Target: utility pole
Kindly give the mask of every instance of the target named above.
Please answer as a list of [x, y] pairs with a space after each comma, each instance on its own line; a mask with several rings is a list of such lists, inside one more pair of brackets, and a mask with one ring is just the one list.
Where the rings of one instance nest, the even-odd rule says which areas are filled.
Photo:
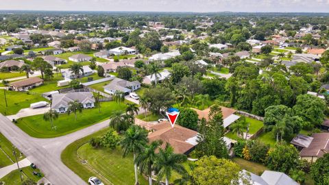
[[16, 163], [17, 164], [17, 168], [19, 169], [19, 177], [21, 177], [21, 182], [23, 182], [23, 177], [21, 171], [21, 169], [19, 168], [19, 160], [17, 160], [17, 156], [16, 156], [16, 147], [13, 147], [12, 149], [12, 154], [15, 156]]
[[5, 87], [3, 88], [3, 95], [5, 95], [5, 107], [8, 108], [8, 105], [7, 104], [7, 97], [5, 97]]

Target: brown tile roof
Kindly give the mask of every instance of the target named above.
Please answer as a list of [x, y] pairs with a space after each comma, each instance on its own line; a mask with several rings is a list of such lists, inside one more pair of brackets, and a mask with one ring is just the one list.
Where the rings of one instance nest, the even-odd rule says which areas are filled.
[[10, 84], [15, 88], [20, 88], [27, 86], [33, 85], [36, 83], [39, 83], [43, 82], [43, 79], [40, 79], [40, 77], [30, 77], [25, 79], [12, 82]]
[[313, 140], [307, 148], [304, 148], [300, 153], [302, 157], [322, 157], [329, 153], [329, 133], [315, 133], [312, 135]]
[[164, 148], [166, 143], [168, 143], [173, 147], [175, 153], [185, 153], [195, 146], [186, 140], [196, 136], [197, 132], [178, 125], [171, 127], [169, 121], [162, 121], [151, 126], [151, 128], [154, 132], [149, 134], [149, 142], [161, 140], [163, 141], [162, 148]]
[[324, 49], [308, 49], [307, 53], [313, 55], [321, 55], [326, 51]]
[[[228, 108], [226, 107], [221, 107], [221, 112], [223, 113], [223, 119], [230, 116], [230, 115], [233, 114], [235, 112], [236, 112], [236, 110], [234, 110], [232, 108]], [[202, 119], [202, 118], [205, 118], [206, 120], [208, 120], [208, 114], [209, 112], [210, 111], [210, 108], [208, 108], [207, 109], [205, 109], [204, 110], [200, 110], [196, 108], [192, 108], [193, 110], [195, 110], [199, 115], [199, 119]]]

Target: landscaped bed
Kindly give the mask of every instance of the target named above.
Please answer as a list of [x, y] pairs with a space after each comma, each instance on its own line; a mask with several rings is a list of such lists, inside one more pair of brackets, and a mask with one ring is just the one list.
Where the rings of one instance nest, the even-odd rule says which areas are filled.
[[56, 129], [51, 128], [51, 123], [43, 120], [43, 115], [36, 115], [21, 119], [17, 126], [32, 137], [53, 138], [63, 136], [93, 124], [108, 119], [112, 112], [118, 110], [125, 110], [125, 105], [119, 105], [114, 101], [106, 101], [101, 103], [101, 113], [98, 108], [84, 109], [82, 113], [77, 113], [77, 120], [74, 114], [60, 114], [58, 119], [53, 121]]

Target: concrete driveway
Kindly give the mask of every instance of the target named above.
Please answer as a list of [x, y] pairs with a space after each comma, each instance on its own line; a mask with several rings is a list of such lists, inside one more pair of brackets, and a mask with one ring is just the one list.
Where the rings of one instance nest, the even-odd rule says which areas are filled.
[[19, 119], [20, 118], [27, 117], [34, 115], [42, 114], [47, 112], [50, 109], [50, 106], [47, 106], [44, 108], [23, 108], [19, 111], [19, 112], [14, 115], [7, 116], [10, 120]]

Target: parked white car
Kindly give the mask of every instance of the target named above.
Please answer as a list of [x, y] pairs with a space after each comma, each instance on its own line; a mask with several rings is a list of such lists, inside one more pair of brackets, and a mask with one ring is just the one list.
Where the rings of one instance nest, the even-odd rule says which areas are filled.
[[88, 183], [90, 185], [104, 185], [104, 184], [103, 184], [103, 182], [101, 182], [101, 181], [99, 179], [95, 177], [90, 177], [89, 180], [88, 180]]
[[130, 92], [130, 94], [129, 94], [129, 96], [131, 98], [134, 99], [139, 99], [139, 96], [134, 92]]

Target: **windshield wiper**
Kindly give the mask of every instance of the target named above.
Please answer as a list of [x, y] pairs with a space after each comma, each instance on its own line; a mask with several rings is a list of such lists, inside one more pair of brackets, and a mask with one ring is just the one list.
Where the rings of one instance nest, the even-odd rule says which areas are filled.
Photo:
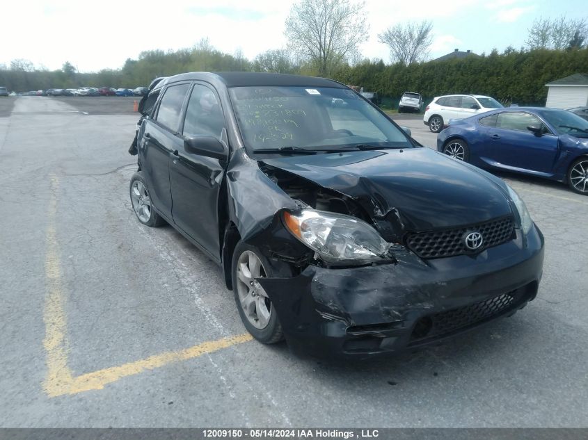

▶ **YOUR INSTRUCTIONS**
Please repeat the items above word for word, from their start through the line containing "97], [5, 97]]", including both ends. Leave the pictures out of your answer.

▶ **FINAL RESULT**
Target: utility pole
Kindly give the mask of every instance of the target named above.
Please answer as a list of [x, y] pairs with a space after each comma, each instance on its own line; a mask with several rings is a list of such lists, inside one more pair of brackets, and a mask with one ring is just the one list.
Where the rings of one instance nest, the even-odd rule says which areas are filled.
Photo:
[[16, 163], [17, 164], [17, 168], [19, 169], [19, 177], [21, 177], [21, 182], [23, 182], [23, 177], [21, 171], [21, 169], [19, 168], [19, 160], [17, 160], [17, 156], [16, 156], [16, 147], [13, 147], [12, 149], [12, 154], [15, 156]]
[[5, 87], [3, 88], [3, 95], [5, 95], [5, 107], [8, 108], [8, 105], [7, 104], [7, 97], [5, 97]]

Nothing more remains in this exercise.